**** DATA FOR THE TASK

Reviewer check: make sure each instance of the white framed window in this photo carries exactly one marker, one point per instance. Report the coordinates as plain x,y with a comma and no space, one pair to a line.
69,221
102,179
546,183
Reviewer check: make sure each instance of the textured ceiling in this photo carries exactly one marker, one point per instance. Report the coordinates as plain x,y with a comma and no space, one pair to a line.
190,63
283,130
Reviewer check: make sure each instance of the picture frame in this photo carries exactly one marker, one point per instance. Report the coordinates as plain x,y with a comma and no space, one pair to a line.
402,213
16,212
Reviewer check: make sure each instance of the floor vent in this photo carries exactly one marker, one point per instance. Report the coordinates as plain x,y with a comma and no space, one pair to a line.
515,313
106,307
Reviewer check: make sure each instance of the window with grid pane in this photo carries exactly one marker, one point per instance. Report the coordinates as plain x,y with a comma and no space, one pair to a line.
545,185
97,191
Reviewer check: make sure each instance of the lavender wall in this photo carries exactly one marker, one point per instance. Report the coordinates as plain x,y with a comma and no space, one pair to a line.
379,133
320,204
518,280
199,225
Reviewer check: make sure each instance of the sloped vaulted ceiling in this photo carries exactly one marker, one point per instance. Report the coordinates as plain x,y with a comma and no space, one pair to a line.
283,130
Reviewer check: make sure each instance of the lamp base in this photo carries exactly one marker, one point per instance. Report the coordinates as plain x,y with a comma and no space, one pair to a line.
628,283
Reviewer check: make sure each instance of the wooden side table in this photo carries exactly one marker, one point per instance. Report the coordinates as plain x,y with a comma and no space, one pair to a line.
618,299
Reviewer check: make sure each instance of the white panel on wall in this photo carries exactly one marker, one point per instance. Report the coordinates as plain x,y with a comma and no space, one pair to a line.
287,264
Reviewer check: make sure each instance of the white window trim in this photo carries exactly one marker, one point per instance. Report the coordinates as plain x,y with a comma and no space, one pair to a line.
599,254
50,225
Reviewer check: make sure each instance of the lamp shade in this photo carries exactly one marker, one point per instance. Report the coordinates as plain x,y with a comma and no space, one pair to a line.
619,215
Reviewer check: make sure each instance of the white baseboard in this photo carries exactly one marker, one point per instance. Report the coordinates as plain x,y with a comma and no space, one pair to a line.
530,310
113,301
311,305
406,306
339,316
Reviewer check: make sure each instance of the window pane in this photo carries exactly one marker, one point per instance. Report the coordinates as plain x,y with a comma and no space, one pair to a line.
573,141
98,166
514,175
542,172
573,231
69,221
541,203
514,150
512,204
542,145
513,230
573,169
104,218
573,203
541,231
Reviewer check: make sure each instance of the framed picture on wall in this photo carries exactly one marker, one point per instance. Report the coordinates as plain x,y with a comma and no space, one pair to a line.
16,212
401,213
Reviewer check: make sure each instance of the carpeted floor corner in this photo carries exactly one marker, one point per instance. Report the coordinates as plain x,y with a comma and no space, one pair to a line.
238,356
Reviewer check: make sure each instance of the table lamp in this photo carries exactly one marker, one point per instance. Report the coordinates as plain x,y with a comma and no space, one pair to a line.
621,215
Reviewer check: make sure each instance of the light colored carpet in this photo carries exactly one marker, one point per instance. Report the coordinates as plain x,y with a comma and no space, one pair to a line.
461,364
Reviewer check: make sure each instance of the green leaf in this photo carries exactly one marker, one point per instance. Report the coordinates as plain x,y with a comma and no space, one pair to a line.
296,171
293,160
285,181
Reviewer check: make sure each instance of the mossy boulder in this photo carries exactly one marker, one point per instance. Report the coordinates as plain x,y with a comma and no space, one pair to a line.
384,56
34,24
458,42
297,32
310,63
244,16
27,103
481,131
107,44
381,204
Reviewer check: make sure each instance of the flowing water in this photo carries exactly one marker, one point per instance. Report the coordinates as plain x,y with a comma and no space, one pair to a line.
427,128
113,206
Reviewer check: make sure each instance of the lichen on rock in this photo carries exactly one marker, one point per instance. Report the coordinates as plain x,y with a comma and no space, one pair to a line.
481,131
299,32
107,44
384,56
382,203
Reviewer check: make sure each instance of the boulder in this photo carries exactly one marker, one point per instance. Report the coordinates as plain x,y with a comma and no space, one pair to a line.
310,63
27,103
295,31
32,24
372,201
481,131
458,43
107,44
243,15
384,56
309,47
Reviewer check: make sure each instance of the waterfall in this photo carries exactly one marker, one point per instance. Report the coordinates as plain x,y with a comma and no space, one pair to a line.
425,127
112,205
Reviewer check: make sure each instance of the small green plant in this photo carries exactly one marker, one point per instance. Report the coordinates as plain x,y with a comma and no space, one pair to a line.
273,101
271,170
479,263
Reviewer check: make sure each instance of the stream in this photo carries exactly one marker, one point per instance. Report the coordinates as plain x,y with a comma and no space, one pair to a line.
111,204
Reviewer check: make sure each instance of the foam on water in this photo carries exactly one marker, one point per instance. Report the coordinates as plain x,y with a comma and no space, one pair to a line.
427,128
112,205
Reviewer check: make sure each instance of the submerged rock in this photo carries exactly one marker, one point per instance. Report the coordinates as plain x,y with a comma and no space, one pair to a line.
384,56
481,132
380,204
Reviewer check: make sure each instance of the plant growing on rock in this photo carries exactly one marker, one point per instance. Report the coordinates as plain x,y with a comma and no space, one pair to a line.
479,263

********
**** DATA FOR THE TASK

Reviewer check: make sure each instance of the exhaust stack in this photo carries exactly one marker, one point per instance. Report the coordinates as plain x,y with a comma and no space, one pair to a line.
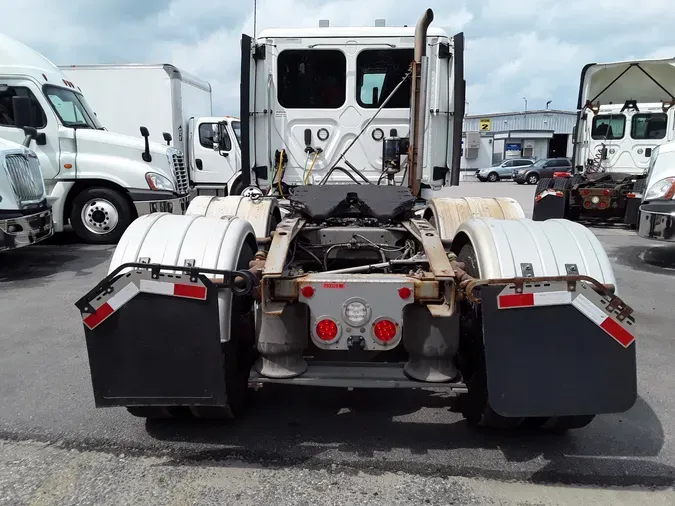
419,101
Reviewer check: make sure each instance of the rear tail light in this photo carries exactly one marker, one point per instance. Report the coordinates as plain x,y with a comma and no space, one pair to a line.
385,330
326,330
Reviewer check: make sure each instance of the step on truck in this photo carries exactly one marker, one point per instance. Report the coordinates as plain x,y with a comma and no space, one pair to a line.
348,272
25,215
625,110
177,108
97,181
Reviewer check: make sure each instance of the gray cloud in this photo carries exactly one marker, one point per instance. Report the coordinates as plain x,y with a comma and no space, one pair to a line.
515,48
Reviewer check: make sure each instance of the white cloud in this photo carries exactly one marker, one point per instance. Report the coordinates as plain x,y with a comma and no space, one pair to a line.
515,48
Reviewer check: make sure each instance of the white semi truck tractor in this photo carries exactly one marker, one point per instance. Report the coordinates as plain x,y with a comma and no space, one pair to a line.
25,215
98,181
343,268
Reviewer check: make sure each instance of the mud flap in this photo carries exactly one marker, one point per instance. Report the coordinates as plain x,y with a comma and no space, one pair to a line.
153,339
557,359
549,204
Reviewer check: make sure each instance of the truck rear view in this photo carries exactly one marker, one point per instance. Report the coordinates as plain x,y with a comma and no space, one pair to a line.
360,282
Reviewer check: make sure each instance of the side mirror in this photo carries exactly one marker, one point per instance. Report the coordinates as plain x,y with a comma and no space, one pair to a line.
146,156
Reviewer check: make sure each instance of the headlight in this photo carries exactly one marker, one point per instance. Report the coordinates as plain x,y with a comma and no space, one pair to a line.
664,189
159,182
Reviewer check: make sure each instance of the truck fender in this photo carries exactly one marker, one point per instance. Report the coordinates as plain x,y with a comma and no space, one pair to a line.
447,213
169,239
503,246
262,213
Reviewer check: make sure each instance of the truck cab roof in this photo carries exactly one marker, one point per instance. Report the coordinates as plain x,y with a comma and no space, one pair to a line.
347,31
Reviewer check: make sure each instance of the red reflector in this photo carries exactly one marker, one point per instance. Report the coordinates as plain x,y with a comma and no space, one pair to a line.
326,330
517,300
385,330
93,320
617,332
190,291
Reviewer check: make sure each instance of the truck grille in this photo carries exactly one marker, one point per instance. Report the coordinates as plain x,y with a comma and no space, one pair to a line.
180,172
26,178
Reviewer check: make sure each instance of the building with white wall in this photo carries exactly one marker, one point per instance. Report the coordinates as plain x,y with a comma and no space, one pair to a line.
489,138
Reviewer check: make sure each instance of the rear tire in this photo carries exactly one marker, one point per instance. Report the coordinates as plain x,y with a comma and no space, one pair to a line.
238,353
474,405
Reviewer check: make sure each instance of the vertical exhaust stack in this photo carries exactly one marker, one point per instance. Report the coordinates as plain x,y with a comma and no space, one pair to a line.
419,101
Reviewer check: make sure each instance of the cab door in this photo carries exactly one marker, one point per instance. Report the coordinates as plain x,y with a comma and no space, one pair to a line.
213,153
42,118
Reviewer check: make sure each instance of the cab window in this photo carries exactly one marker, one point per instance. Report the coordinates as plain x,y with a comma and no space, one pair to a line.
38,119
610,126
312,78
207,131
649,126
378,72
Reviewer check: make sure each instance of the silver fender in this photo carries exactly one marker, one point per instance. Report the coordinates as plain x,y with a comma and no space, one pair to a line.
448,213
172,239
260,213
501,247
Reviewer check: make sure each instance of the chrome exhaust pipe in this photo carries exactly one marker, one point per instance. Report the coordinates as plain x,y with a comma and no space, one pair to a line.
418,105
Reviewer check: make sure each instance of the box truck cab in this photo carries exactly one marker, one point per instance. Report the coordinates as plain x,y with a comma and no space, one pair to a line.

********

▶ _WHAT IS ASKED_: Quote the lines from the line with "Reviewer check: make sure each instance of the silver" to the line with "Reviewer check: make sure each instance of the box", both included, word for word.

▶ _EXERCISE OUTPUT_:
Reviewer check: make sure each instance of the silver fender in this photo carries exactly one marker, one point per instance. Report the coordinates as plain x,y with a comma and no space, one pair to a line.
448,213
172,239
260,213
501,247
Reviewer check: make sure each instance of the chrome exhaust pipe in this photo carries exactly one marker, one point per instance. Report the coordinates as plain x,y with a comma and no space, one pair to a line.
418,105
Reviewer check: make sure each instance of the box truck cab in this photo carries exactly one marker, one point per instance. Report the coordinates as plain x,y with a comma and no space, one pair to a line.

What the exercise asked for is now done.